Excerpts of labeled region data:
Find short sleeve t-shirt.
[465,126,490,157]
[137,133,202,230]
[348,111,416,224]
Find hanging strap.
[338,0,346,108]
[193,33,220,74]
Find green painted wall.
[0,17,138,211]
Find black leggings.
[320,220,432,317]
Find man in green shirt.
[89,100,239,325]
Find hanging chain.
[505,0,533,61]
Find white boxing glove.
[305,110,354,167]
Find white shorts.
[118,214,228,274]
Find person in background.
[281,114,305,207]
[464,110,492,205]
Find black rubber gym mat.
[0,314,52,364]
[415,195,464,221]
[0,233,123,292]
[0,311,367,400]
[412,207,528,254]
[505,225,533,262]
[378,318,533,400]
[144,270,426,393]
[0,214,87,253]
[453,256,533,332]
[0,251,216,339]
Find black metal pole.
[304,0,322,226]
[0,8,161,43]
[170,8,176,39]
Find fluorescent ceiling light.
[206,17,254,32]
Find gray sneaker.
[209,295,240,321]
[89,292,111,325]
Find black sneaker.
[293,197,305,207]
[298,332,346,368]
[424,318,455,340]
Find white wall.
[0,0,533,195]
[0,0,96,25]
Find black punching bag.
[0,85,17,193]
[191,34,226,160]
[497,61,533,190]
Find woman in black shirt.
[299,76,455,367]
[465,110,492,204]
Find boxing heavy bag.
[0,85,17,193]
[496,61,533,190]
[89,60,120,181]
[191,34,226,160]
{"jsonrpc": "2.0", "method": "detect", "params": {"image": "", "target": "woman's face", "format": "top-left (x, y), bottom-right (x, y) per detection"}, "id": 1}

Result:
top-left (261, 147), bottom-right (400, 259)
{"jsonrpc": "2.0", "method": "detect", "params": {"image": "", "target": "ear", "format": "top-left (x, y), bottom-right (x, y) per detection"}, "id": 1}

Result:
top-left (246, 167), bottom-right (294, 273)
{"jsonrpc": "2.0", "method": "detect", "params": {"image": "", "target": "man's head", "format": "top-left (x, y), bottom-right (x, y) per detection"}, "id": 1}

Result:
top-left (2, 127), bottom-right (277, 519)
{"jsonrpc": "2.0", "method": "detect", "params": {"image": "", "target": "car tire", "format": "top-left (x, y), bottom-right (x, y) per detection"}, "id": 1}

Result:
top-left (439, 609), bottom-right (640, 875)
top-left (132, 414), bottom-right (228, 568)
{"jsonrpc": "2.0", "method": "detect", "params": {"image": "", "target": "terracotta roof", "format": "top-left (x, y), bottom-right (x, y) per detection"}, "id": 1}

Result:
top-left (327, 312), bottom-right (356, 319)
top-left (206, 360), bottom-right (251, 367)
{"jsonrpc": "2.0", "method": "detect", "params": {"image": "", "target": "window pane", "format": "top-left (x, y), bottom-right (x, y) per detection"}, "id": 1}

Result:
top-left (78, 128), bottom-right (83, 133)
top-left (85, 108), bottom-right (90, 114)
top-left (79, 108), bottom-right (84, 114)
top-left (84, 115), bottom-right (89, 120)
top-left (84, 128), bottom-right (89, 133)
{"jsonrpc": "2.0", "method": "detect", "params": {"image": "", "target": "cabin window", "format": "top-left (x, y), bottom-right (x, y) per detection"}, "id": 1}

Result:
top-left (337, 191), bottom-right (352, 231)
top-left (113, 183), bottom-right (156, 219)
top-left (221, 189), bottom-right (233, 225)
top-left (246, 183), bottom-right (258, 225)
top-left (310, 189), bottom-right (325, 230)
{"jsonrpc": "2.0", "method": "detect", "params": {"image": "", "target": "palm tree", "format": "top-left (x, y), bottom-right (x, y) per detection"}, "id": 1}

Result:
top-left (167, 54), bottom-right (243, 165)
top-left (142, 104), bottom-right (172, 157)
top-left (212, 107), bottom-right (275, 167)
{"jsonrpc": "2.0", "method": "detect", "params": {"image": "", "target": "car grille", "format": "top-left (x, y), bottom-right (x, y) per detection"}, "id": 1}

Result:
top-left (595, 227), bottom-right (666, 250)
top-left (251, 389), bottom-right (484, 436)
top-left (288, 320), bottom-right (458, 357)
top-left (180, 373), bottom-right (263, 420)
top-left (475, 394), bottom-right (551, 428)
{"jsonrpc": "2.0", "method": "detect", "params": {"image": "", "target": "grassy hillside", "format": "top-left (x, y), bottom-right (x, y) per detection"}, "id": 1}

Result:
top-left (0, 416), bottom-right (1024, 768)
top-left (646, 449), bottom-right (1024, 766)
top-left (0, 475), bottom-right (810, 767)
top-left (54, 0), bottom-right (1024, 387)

Exercise directions: Copy verbatim the part of the material above that opens with the line containing "Find black rubber gym mat." and closes with the line containing "top-left (2, 127), bottom-right (277, 519)", including both of those lines.

Answer to the task:
Find black rubber gym mat.
[0,314,52,364]
[415,195,464,221]
[0,233,123,292]
[0,311,367,400]
[412,207,528,254]
[505,225,533,262]
[378,318,533,400]
[144,270,426,393]
[0,214,87,253]
[453,256,533,332]
[0,251,216,339]
Find black metal pole.
[304,0,322,226]
[0,8,161,43]
[170,8,176,39]
Find fluorescent ceiling light.
[206,17,254,32]
Find gray sneaker.
[209,295,240,321]
[89,292,111,325]
Find black sneaker.
[293,197,305,207]
[298,332,346,368]
[424,318,455,340]
Find white wall.
[0,0,533,195]
[0,0,96,25]
Find black punching bag.
[0,85,17,193]
[191,34,226,160]
[497,61,533,190]
Find woman in black shirt.
[299,76,455,367]
[465,110,492,204]
Find boxing heavy bag.
[0,85,17,193]
[496,61,533,190]
[89,60,120,181]
[191,34,226,160]
{"jsonrpc": "2.0", "method": "detect", "params": {"image": "", "target": "woman's face", "format": "top-left (x, y), bottom-right (x, y) per detection"}, "id": 1}

Result:
top-left (261, 147), bottom-right (400, 259)
{"jsonrpc": "2.0", "method": "detect", "params": {"image": "", "target": "ear", "format": "top-left (x, y), bottom-right (x, y) per detection"}, "id": 1}

Result:
top-left (246, 167), bottom-right (294, 273)
{"jsonrpc": "2.0", "method": "detect", "params": {"image": "", "target": "man's head", "format": "top-left (x, y), bottom-right (x, y) per detection"}, "id": 1}

Result:
top-left (2, 127), bottom-right (277, 519)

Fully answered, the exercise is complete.